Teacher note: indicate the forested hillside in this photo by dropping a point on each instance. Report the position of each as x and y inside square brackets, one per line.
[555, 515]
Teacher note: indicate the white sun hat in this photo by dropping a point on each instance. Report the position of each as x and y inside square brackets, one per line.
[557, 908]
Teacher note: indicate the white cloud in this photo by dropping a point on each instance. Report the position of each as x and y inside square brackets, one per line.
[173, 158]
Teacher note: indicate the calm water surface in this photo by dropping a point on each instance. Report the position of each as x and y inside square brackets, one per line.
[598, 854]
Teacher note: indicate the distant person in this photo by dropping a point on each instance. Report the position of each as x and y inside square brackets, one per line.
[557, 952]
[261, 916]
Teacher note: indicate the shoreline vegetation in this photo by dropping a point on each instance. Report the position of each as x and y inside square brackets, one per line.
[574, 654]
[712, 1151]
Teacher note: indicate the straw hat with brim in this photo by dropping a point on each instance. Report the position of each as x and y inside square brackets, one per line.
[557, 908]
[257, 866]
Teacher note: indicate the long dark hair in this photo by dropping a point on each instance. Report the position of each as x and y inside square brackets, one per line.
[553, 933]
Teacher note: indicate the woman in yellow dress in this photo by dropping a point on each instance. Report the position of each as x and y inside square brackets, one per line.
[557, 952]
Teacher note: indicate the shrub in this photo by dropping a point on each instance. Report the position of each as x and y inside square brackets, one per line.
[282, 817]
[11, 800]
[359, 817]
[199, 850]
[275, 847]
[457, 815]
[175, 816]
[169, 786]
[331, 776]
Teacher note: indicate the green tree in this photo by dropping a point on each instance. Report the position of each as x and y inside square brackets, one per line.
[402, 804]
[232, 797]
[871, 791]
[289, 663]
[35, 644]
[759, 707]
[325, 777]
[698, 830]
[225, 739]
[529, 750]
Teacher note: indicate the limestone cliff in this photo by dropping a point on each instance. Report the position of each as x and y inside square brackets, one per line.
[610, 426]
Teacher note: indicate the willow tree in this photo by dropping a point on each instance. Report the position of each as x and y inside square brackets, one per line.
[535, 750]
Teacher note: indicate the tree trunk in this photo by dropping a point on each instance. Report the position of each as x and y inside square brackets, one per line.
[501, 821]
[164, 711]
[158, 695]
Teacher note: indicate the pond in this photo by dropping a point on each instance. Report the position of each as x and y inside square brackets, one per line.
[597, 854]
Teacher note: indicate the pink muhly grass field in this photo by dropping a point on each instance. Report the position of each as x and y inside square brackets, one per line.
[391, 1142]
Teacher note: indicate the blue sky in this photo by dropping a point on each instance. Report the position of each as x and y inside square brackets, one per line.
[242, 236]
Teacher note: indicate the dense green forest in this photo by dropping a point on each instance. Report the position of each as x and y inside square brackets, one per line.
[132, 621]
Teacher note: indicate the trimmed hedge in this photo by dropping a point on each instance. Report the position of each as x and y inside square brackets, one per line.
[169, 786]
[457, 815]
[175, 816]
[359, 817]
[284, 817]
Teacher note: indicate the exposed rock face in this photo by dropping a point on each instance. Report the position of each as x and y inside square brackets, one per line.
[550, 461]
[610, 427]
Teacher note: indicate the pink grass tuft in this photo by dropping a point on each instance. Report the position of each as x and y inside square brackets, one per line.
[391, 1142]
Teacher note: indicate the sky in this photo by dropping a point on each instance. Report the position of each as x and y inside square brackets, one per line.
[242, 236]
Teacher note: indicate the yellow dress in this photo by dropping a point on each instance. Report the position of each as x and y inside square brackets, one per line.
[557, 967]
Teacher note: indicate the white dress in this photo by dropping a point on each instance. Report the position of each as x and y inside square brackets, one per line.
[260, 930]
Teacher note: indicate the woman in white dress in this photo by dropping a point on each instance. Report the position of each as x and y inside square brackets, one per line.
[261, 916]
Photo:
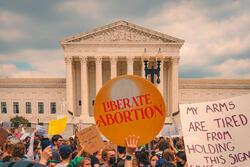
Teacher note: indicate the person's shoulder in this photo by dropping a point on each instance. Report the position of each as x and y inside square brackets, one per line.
[21, 163]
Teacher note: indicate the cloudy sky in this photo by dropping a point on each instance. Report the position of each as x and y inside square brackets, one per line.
[216, 32]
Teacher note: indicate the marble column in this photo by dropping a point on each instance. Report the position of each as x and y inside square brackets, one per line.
[174, 84]
[69, 83]
[142, 68]
[98, 64]
[130, 64]
[113, 67]
[160, 85]
[84, 86]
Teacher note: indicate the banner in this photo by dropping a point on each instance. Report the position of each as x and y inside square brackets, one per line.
[57, 126]
[217, 133]
[91, 139]
[129, 105]
[3, 136]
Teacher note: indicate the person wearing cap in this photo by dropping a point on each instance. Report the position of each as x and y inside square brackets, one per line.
[65, 152]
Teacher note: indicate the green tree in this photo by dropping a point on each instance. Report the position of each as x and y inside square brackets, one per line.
[19, 120]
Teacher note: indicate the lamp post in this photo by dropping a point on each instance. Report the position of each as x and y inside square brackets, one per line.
[152, 71]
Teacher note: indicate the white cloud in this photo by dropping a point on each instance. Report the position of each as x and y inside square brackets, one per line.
[86, 8]
[11, 35]
[206, 38]
[44, 63]
[9, 18]
[10, 28]
[233, 68]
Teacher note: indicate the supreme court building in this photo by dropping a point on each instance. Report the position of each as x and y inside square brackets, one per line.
[94, 57]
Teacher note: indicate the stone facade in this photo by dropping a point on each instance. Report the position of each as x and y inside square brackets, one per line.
[94, 57]
[54, 90]
[116, 49]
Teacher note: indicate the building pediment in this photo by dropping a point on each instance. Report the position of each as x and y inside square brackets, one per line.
[121, 31]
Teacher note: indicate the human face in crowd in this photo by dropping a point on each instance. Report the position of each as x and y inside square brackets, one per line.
[180, 162]
[59, 142]
[99, 155]
[153, 160]
[86, 163]
[111, 156]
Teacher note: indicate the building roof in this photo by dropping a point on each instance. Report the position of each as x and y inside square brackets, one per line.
[32, 83]
[183, 83]
[120, 32]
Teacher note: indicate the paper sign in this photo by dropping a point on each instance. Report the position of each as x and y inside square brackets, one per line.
[3, 136]
[40, 130]
[128, 105]
[91, 139]
[57, 126]
[6, 124]
[217, 133]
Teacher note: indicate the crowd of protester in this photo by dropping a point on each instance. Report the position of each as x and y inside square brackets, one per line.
[37, 150]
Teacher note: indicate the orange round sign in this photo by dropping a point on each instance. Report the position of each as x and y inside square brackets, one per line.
[129, 105]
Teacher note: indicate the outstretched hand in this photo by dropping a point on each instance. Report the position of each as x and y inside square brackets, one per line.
[131, 144]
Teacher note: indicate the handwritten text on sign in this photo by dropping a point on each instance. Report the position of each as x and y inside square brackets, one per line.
[217, 133]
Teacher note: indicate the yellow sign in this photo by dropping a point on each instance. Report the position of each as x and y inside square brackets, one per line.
[128, 105]
[57, 126]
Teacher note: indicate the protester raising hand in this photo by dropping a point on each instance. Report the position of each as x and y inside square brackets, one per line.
[45, 155]
[131, 145]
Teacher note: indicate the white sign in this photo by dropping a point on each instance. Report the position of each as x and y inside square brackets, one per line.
[217, 133]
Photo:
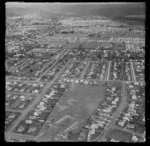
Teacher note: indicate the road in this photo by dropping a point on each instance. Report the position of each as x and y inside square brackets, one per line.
[9, 133]
[82, 75]
[116, 114]
[108, 71]
[132, 71]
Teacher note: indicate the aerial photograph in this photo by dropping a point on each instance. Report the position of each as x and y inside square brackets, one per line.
[75, 72]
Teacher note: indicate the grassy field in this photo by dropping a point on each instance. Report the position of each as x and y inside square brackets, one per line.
[79, 102]
[120, 135]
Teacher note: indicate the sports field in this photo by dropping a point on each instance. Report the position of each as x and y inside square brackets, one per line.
[79, 102]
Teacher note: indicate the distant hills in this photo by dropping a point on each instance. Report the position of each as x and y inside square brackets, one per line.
[111, 10]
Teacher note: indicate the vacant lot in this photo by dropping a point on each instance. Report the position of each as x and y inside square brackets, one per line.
[79, 101]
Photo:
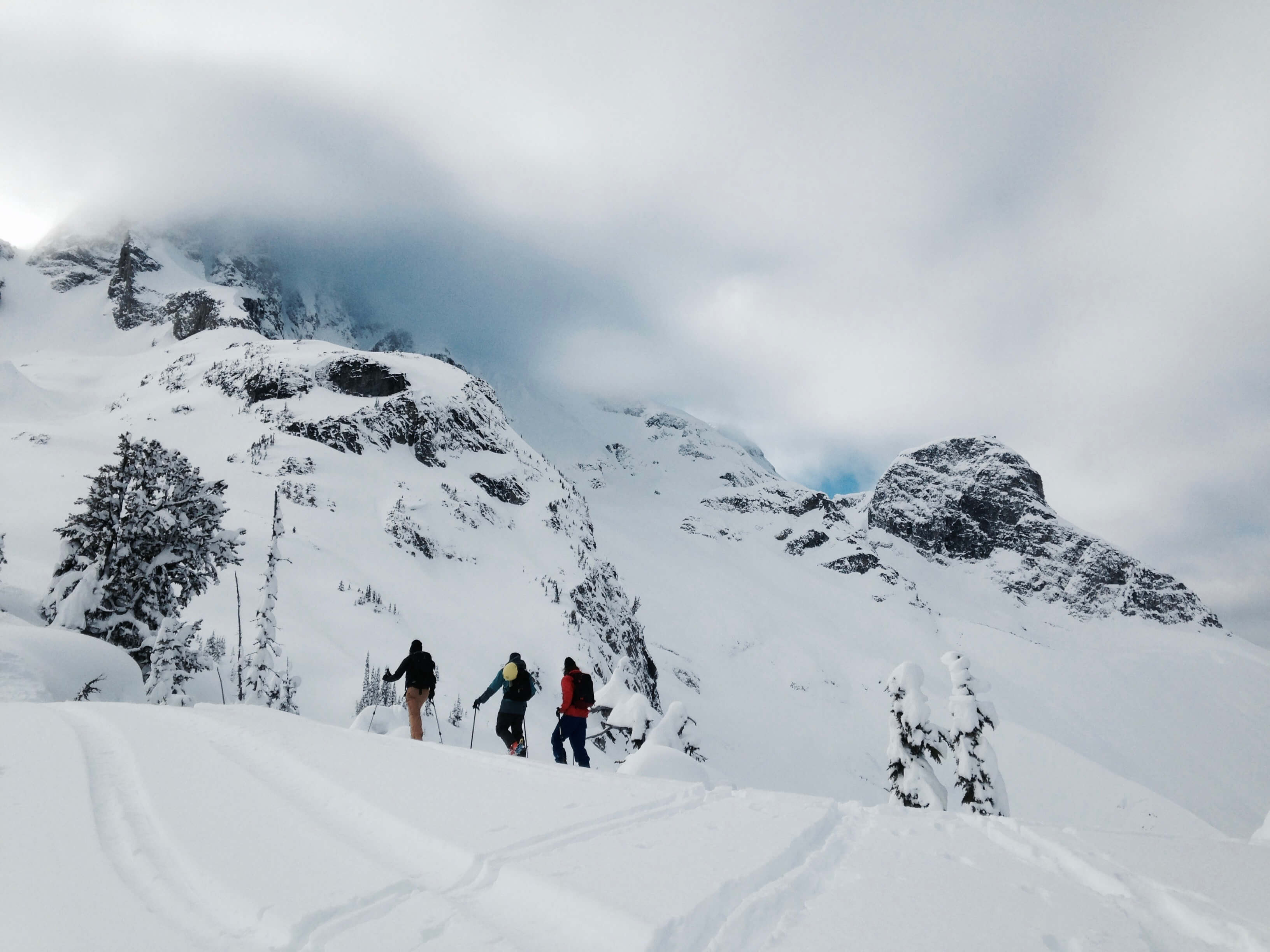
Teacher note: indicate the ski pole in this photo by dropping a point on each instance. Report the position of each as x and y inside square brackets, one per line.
[437, 718]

• • • •

Exercise task –
Repeat the stretch from the start of the records through the line containing "[712, 1151]", both included, exactly as they appear.

Final result –
Teacher note: indicate the forested hillside in this photo by dropping a point on each instance. Report the position of each as x and y inside square brackets, one per line.
[555, 515]
Teacher note: indicate the white sun hat in this photo by dropping a point on each instance. Report the position of each as x and y inside square brackets, one per line.
[557, 908]
Teacher note: indicate the white cloud in this photo by dropping a point on each instance. Report the position of each as x and y inside square brackets, one per line.
[173, 158]
Teacher note: indicate the calm water surface in this photo by dropping a point on each instance. Report the position of each as x and y inside square brackets, one per line.
[598, 854]
Teacher note: indicate the distant person in this photo by dropping a point on each instance. Report the position of each as x and y inside square brackets, one per line.
[557, 952]
[261, 916]
Teacher note: indicate the shoreline vegetation in this photo by dropping a point on each instance. Report the position of each as x and y inside square brackets, one per line.
[574, 654]
[712, 1151]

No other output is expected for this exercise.